TEXT BLOCK:
__________

And so it went on. We toasted, slurped and toasted again, our way around this amazing part of central Switzerland.

Our first full day saw us on a train to Meiringen and its infamous waterfall – and I was going to say it is just about as beautiful a train ride as you’ll find anywhere, but the next day we beat it by going on what could easily be a candidate for best train ride in the entire world.

Meiringen loves its link with Sherlock Holmes even more than it loves its more authentic connection with meringues – which, in case you didn’t know, were invented there. They sell all sorts of crystallised crisp egg-white concoctions, but we were too busy looking around the Sherlock Holmes Museum and admiring the statue of the detective which has pride of place in the main street to find out more about sweet delicacies. 

And then, just like Holmes and Watson did that fateful day, we went up the Reichenbach. Only, unlike them, we took the excellent funicular that climbs and climbs all the way to a mid-point where you can admire those terrible falls. 

A path zig-zags right to the top where you can stand on a scary footbridge looking right down into that roaring abyss – and it’s worth the walk because the panoramic views of the vast Meiringen valley are sensational. So much so, that you forget the plight of poor old Watson who was tricked into returning back to their hotel in town so that Moriarty could have his final reckoning with Holmes. 

I joined the driver of the train ascending the Jungfrau

In the afternoon we sailed back to Interlaken down the length of Lake Brienz. It’s a proper ferry which services the isolated communities around the lake’s idyllic shores – and if all the other tourists aboard were utterly amazed to be joined by 75 people wearing Victorian garb, they were even more surprised to witness the “ceremonial burial at sea of His Eminence Cardinal Tosca, conducted with the usual obsequies by the Reverend Dr. Shlessinger”.

I did not know then what this ceremony was about – nor am I any better informed now, despite the fact that I know about the Sherlock Holmes canon having studied it closely in order to make a film about the detective’s life and times. 

But then, not everything the Sherlock Holmes Society of London does on pilgrimage is strictly linked to the actual stories. For instance, Holmes and Watson never did go up the Jungfrau – but that is exactly where we all went the next day.

Which brings me to what is arguably the best railway journey in the world. We took three trains to reach the summit – and here’s my boast for 2012… Having been allowed to “drive” the funicular down from the Reichenbach, I was given the honour of taking the controls (just for a second) of the second train which took us up the lower flanks of Europe’s second highest mountain.

At awesomely scenic Kleine Scheidegg we stopped to switch to the ultimate mountain-climbing-train after being given an official welcome by some big cheese from the Jungfrau Railway, who then invited Queen Victoria to unveil a plaque commemorating the centenary anniversary of his remarkable, near vertical, line.

__________

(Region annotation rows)
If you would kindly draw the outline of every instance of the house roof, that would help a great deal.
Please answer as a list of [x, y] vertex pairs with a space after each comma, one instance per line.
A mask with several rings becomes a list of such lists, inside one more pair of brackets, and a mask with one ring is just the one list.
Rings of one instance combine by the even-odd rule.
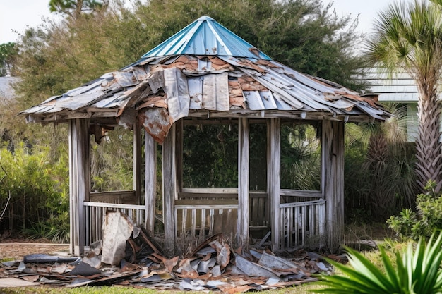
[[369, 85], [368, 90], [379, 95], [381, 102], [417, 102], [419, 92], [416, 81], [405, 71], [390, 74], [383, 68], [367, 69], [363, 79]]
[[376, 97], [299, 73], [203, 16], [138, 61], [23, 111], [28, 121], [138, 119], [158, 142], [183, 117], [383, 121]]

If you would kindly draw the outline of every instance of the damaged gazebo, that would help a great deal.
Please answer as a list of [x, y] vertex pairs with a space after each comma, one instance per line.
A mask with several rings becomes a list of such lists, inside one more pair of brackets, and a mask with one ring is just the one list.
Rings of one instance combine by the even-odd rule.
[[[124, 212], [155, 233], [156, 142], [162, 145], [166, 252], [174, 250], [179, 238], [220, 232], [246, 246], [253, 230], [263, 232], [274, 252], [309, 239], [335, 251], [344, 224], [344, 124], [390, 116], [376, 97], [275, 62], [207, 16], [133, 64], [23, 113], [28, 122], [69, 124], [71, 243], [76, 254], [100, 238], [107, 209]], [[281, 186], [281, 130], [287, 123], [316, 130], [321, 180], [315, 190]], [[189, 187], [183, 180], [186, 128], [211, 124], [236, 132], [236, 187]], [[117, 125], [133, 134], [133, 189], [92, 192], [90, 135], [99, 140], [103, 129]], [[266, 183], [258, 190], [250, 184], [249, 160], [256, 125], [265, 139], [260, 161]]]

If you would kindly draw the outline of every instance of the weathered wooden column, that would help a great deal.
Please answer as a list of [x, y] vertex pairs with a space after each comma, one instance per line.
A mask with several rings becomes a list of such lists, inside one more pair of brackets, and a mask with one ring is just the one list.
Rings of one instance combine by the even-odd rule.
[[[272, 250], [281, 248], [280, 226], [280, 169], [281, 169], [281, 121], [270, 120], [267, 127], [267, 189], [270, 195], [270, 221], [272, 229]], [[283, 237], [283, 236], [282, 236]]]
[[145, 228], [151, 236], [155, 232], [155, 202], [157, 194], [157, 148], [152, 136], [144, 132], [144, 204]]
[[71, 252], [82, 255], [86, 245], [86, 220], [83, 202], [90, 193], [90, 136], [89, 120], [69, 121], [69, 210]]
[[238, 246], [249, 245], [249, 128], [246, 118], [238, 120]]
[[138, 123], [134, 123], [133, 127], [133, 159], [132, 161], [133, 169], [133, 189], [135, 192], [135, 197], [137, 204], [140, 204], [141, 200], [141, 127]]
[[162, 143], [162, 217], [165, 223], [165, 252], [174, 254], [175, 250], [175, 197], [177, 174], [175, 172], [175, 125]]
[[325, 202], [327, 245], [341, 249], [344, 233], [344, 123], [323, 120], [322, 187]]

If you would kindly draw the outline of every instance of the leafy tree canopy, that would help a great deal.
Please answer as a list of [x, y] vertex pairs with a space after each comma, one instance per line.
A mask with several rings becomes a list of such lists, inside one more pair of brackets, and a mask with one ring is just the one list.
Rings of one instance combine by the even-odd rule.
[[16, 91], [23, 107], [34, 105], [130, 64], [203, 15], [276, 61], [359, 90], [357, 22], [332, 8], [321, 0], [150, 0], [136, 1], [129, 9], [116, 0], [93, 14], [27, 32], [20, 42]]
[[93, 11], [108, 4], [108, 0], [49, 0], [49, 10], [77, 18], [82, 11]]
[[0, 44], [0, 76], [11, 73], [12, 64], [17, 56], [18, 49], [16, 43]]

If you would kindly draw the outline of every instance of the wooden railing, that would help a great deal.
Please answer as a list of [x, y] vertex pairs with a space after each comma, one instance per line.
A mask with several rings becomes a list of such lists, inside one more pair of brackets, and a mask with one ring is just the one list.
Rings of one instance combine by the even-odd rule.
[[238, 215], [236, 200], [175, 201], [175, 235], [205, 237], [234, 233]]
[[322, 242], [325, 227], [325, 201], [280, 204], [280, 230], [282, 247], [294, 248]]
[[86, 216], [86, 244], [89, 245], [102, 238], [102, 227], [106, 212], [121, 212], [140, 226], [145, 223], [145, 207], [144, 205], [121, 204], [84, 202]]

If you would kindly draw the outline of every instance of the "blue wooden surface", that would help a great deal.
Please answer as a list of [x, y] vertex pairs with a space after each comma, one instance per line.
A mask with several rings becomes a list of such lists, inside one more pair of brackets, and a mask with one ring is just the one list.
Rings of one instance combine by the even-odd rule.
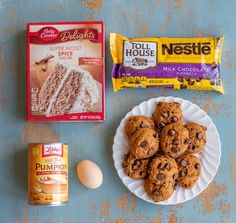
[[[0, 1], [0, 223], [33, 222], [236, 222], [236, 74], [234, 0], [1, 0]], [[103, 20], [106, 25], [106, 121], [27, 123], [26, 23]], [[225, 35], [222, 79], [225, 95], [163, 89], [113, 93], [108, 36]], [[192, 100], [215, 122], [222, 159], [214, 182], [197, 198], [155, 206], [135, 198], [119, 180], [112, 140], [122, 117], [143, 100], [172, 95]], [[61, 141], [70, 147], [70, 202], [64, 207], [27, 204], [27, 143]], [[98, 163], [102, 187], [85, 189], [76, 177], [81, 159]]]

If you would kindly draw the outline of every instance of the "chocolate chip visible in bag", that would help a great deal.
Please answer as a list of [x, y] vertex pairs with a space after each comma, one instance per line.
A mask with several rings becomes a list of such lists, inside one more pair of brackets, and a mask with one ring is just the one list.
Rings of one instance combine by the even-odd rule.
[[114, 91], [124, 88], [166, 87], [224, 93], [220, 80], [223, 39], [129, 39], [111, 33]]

__________

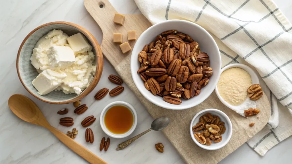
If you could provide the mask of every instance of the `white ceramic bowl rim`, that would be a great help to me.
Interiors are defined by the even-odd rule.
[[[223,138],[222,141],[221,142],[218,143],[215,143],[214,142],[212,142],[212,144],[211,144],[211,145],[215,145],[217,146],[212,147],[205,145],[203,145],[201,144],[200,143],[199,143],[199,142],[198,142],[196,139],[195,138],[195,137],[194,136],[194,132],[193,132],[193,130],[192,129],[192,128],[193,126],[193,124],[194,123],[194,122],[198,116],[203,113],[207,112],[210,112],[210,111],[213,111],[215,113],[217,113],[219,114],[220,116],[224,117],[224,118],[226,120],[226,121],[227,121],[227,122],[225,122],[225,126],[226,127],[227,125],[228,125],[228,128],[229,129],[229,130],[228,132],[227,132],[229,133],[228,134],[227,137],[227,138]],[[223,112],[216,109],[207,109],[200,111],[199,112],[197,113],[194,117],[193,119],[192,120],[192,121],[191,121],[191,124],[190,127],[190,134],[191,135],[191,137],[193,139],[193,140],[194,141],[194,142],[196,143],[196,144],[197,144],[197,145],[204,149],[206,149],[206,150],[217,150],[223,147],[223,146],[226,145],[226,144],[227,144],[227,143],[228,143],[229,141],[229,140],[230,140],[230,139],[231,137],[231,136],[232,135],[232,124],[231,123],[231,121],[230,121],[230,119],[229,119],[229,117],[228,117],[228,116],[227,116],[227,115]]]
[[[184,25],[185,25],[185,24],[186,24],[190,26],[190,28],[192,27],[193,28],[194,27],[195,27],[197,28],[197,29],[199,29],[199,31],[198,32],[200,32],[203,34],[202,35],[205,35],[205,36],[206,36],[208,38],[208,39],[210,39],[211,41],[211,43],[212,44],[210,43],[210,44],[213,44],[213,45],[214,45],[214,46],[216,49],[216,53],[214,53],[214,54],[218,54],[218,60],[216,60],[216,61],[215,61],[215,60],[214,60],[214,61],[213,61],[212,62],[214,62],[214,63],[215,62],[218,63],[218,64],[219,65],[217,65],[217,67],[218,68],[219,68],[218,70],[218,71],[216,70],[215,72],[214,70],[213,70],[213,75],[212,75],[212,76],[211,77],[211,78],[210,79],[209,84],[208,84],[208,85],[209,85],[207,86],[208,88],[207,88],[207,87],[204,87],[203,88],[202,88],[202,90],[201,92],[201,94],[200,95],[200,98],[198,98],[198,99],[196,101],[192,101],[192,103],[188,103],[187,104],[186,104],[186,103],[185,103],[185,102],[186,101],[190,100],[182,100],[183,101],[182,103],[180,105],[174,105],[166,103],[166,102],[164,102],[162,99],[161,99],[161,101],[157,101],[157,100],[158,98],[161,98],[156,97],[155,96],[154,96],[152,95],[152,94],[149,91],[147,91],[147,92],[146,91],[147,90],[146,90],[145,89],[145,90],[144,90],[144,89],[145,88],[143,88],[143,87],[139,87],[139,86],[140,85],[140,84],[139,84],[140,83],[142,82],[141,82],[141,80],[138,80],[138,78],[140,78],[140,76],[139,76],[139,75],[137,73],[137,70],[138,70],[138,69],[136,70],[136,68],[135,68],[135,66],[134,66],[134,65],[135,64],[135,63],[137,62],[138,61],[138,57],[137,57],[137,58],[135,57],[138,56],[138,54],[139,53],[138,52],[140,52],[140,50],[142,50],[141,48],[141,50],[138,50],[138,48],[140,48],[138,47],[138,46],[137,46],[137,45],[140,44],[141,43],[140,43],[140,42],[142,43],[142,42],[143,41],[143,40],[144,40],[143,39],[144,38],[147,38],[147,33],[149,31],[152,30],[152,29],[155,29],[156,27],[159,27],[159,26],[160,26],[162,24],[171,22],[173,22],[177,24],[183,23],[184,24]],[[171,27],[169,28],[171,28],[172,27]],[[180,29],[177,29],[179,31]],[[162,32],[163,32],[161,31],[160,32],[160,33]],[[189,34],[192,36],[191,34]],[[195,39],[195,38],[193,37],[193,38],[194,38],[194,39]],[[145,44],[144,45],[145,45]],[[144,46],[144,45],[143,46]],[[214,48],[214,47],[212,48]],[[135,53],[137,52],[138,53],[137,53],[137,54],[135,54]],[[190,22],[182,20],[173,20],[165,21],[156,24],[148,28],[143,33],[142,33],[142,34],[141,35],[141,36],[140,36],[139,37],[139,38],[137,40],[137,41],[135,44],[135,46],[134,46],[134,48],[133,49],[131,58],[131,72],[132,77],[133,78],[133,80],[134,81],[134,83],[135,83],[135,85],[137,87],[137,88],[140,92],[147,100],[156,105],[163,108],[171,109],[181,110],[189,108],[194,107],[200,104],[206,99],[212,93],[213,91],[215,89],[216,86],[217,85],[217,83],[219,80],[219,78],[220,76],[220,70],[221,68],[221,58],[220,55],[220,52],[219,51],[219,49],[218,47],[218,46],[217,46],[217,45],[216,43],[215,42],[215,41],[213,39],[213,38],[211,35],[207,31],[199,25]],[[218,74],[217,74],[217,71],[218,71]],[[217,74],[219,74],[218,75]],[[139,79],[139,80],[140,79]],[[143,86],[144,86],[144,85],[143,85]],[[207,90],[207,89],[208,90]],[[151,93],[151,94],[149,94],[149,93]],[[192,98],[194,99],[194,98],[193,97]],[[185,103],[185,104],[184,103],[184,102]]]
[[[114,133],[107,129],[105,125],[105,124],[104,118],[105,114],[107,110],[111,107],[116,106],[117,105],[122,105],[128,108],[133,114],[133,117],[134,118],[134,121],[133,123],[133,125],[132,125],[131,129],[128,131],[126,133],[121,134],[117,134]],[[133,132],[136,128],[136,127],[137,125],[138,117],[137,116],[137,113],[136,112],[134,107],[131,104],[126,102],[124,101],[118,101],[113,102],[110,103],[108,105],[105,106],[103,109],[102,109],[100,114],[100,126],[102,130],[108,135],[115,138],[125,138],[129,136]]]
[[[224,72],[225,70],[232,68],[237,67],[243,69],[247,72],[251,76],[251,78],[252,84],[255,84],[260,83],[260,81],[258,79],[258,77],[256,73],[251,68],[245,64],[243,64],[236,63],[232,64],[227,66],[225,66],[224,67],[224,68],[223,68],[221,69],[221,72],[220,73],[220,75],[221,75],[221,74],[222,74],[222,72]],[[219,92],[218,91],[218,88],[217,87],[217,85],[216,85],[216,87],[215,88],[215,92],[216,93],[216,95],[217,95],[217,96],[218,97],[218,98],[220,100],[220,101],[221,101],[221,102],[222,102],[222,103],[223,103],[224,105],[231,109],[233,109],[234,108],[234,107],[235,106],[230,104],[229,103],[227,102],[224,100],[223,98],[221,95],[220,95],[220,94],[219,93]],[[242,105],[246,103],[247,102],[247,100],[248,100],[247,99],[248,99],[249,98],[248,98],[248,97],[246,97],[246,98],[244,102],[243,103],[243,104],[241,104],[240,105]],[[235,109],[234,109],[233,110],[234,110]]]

__________

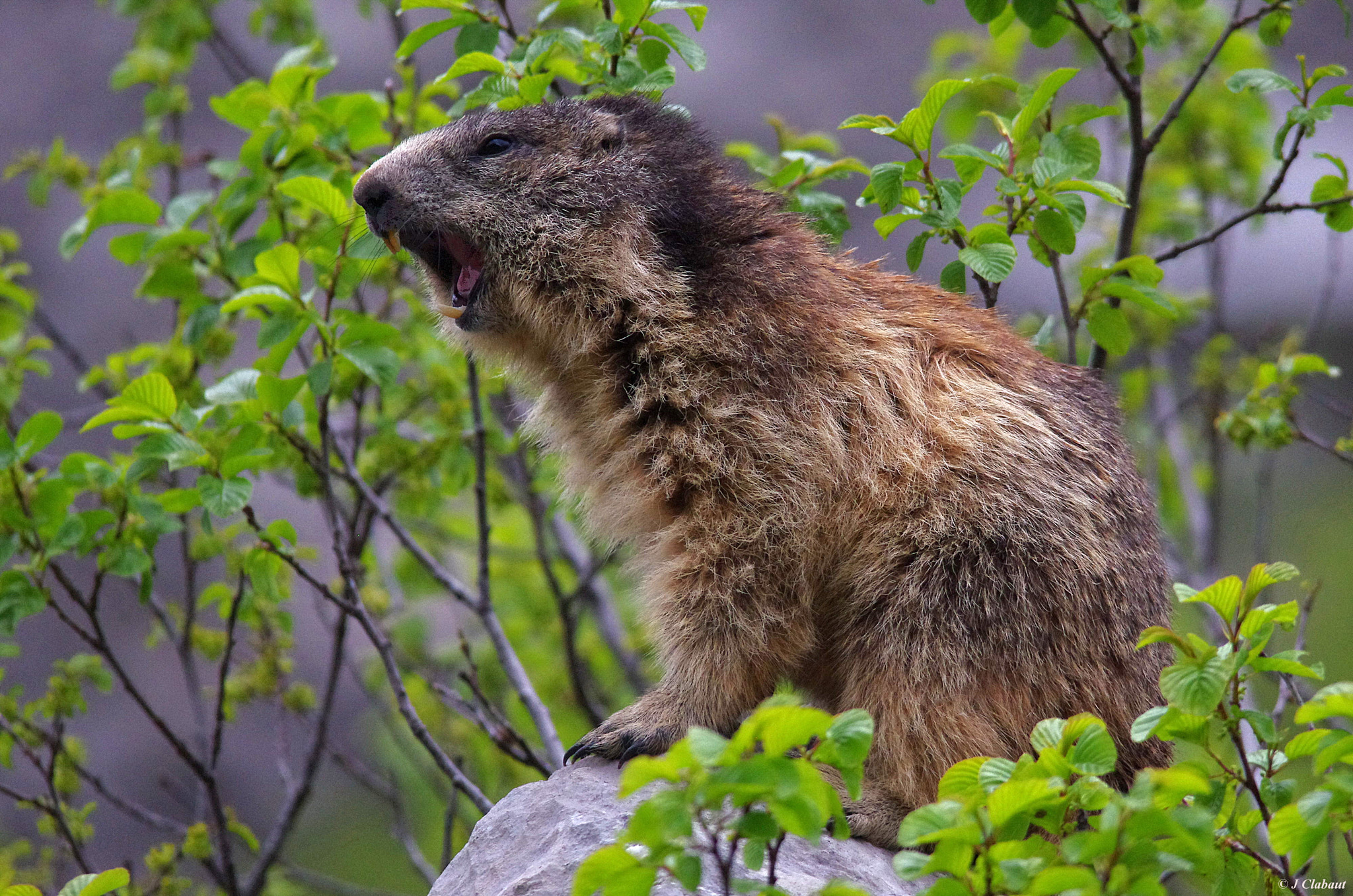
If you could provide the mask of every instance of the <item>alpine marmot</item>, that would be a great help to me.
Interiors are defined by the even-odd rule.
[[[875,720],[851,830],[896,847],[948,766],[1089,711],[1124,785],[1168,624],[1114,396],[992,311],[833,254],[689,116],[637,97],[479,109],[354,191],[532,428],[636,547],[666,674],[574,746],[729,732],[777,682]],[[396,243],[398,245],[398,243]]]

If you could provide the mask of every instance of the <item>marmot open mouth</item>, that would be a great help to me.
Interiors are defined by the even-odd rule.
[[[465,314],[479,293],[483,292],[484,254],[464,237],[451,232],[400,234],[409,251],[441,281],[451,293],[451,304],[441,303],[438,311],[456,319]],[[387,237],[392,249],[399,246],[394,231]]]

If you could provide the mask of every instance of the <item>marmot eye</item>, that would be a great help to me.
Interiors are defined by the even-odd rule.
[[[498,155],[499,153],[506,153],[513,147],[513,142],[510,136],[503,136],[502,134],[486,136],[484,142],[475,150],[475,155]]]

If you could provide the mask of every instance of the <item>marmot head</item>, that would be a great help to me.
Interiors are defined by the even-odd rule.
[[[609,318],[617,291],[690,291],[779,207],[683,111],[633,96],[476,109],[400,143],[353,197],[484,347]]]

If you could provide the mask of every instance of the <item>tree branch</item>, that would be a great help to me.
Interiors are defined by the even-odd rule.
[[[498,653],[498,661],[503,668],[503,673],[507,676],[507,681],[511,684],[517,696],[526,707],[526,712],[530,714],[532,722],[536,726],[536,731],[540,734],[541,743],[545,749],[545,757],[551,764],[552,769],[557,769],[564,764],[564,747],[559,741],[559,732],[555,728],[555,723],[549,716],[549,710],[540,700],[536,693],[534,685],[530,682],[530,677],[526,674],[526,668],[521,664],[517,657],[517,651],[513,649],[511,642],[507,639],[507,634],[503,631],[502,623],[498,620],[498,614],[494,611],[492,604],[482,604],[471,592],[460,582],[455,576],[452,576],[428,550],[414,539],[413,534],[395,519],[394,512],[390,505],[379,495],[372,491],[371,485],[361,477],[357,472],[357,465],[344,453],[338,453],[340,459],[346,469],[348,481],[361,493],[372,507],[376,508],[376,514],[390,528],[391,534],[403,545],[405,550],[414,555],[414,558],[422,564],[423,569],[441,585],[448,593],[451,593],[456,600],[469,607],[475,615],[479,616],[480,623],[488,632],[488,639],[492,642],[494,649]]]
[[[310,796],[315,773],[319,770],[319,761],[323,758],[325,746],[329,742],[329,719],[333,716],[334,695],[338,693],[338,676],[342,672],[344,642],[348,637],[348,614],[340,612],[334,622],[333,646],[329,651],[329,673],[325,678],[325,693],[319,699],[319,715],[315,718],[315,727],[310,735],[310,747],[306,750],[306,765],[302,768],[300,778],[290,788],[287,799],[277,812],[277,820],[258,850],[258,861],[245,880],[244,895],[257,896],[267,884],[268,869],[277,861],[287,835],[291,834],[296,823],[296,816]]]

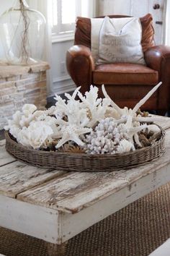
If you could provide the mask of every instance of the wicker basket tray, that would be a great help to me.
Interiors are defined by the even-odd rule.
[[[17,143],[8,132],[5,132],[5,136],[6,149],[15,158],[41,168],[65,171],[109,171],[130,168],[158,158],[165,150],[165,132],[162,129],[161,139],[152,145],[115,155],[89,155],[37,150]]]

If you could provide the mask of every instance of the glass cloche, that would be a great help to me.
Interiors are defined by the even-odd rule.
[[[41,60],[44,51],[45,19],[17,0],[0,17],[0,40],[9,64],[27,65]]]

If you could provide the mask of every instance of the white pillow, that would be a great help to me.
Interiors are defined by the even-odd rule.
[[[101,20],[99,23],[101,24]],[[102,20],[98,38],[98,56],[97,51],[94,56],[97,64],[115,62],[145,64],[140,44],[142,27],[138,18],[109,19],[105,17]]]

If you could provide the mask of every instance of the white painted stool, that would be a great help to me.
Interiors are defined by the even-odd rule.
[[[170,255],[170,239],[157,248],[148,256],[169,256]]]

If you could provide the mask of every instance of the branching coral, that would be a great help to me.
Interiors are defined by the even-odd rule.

__________

YOUR TASKS:
1. Answer these questions using the account of the Sherlock Holmes pilgrimage in Switzerland:
(a) What sweet food was invented in Meiringen?
(b) Which lake did the group sail down on the way back to Interlaken?
(c) At which stop did the group switch to the final mountain-climbing train?
2. Extend the account of the Sherlock Holmes pilgrimage in Switzerland from where it stops.
The rows have no connection to the text.

RESPONSES TO THE TASKS:
1.
(a) Meringues.
(b) Lake Brienz.
(c) Kleine Scheidegg.

2.
Then we were off upwards, at an alarming gradient, into the 45 degree tunnel that takes you far, far aloft. So far up that the train stops a couple of times and you can walk down side tunnels to windows set in unimaginably high cliffs – which is the only proof you get that you really are a very long way up the insides of a blooming great big mountain. 

At the very top we were whisked – with much ceremony – through more tunnels up to one of a whole bunch of restaurants and other attractions that have been built in to the bowels of the peak at the head of Europe’s longest glacier.

There were more speeches, prayers in Latin – and a great deal more sloshing of wine and eating of food. Which, actually, is not a good idea at the top of the Jungfrau.

When you eat a big meal your digestion system demands a great deal of your body’s oxygenated blood supply – which at nearly 12,000 feet can be a bit of a problem if you attempt taking the many steps out to the glacier two at a time. One of my journalist colleagues did something I’ve never seen a living human do before – he turned a livid blue.

Even the tabloid press were invited on the trip

Once again, the thousands of tourists were agog – and, indeed, it was startling to see 75 Victorians pacing about on a glacier. I have never witnessed so many photographs taken by so many people as I did during the four days I was in Switzerland with the well dressed Sherlockians. 

And there I shall leave them, on the roof of Europe. I could have told you about more toasts and speeches and more amazing adventures and meals consumed in stunning places like the one we had way up the funicular on the Harder Mountain almost vertically above Interlaken.

But I’m going to take a hint from Arthur Conan Doyle and leave the world’s first and greatest consulting detective somewhere up there in all that awesome scenery. In authentic fashion, I shall meet him again when he reappears on Dartmoor.   

FACT BOX

For more information on Switzerland visit www.MySwitzerland.com or call Switzerland Travel Centre on freephone 00800 100 200 30.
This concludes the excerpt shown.